Tuesday, May 27, 2008

Faith and Mythology in the Old Testament

Now that I'm about to sum up the Old Testament year in Seminary, I've been thinking about the power of myth in this ancient scripture. I don't intend this post to be a commentary on how I view the truth claims of scripture. Paul Revere, for example, was an actual historical figure who has attained a mythical status in the American mind. I have no doubt that some of the Old Testament is a factual history of the ancient Hebrews. Other stories contained in the record I am not so sure about. But all of these stories are valuable for the impact they have on our spiritual being.

This year, I've taught my students that as they encounter the strange and inexplicable stories in the OT, they should look for symbolic or mythic meaning. I've been intrigued with the power of myth in an individual life. Seeking the sacred through mythic and archetypal stories can yield lifechanging results. A consistent theme found in the Old Testament is the revelation of God which is given through dreams. Joseph, Samuel, Daniel, and a host of others experience God and are given direction in their dreams. This speaks to me of the power of the unconscious mind to reveal the Divine. Instructions about how to proceed in our lives are given in symbolic ways, and the better we are able to interpret the symbolic, the more integrated we become as human beings.

We do not have to be asleep to collect meaningful symbols from the unconscious mind. The Old Testament seems to me to be particularly rich in stories which can impart symbolic and archetypal meaning as we read and ponder. For now I will leave aside feminist problems with readings of the scriptures and simply advise that males and females open themselves to identify with all of the Biblical figures. A woman may identify with Jacob climbing a ladder on his ascent to God, just as a man may claim his place as part of the covenant people addressed as the "Daughter of Zion."

Carl Jung said that one's psyche is reinforced by contact with an archetype. Through this encounter one may feel transformation or the release of tremendous energy. I see this when I observe the study of the Old Testament in the Church. Why are some people so bored by the thought of reading or studying Isaiah, while others' eyes light up in anticipation? It is because these few have discovered meaningful symbols in the scriptural record which resonate in their souls.

--- Dataset content ---

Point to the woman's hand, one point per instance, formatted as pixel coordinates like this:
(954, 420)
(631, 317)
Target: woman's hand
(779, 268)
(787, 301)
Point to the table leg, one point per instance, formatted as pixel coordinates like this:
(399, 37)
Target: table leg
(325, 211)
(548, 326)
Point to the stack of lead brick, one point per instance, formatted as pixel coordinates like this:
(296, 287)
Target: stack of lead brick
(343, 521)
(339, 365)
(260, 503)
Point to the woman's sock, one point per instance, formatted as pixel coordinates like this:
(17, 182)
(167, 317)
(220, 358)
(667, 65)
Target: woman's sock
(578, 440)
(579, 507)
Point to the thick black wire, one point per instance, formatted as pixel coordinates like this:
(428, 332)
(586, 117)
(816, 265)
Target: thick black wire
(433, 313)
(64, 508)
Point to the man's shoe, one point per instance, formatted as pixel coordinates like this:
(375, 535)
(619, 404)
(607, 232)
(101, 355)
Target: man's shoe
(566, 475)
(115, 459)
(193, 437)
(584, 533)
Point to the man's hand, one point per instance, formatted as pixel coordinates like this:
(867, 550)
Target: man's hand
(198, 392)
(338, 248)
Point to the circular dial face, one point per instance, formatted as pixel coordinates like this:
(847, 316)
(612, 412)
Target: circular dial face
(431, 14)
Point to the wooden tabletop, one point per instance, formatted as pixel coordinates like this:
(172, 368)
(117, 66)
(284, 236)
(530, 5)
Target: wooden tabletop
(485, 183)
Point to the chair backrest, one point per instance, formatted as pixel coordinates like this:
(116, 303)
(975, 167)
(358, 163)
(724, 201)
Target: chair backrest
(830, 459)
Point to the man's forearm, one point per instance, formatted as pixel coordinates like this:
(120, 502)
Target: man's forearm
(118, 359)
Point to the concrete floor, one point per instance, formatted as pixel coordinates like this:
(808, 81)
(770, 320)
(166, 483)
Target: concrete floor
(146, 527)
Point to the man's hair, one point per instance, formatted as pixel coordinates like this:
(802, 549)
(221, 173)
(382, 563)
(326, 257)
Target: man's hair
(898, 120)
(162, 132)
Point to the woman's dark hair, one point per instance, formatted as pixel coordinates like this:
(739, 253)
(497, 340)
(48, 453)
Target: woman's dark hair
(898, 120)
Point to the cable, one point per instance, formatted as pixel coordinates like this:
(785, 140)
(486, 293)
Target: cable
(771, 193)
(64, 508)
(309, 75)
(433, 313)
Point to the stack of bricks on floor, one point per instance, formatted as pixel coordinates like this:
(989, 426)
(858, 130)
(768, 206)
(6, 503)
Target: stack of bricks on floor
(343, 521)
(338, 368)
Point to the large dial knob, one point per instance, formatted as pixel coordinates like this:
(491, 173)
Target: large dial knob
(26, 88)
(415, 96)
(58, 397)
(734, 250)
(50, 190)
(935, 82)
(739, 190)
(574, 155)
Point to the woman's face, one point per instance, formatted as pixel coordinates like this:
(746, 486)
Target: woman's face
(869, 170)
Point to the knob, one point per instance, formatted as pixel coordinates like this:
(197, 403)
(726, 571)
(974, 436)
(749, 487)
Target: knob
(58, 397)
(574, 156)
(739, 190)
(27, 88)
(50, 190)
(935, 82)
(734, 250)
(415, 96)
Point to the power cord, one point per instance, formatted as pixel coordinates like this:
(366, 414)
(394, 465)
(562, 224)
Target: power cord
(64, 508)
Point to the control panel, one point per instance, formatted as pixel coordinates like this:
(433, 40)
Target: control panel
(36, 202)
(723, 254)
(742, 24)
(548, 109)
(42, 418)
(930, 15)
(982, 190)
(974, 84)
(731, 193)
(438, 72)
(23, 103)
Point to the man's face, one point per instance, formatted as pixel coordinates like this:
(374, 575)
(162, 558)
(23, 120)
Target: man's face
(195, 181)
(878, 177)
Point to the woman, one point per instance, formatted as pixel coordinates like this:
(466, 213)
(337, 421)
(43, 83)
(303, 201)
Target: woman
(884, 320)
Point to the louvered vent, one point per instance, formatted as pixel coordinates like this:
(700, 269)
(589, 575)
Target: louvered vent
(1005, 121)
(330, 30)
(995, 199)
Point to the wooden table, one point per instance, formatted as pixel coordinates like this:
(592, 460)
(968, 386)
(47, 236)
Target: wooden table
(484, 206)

--- Problem to solve ---
In the post on faith and mythology in the Old Testament, which three figures are named as experiencing God and receiving direction in their dreams?

--- Exercise solution ---
Joseph, Samuel, and Daniel.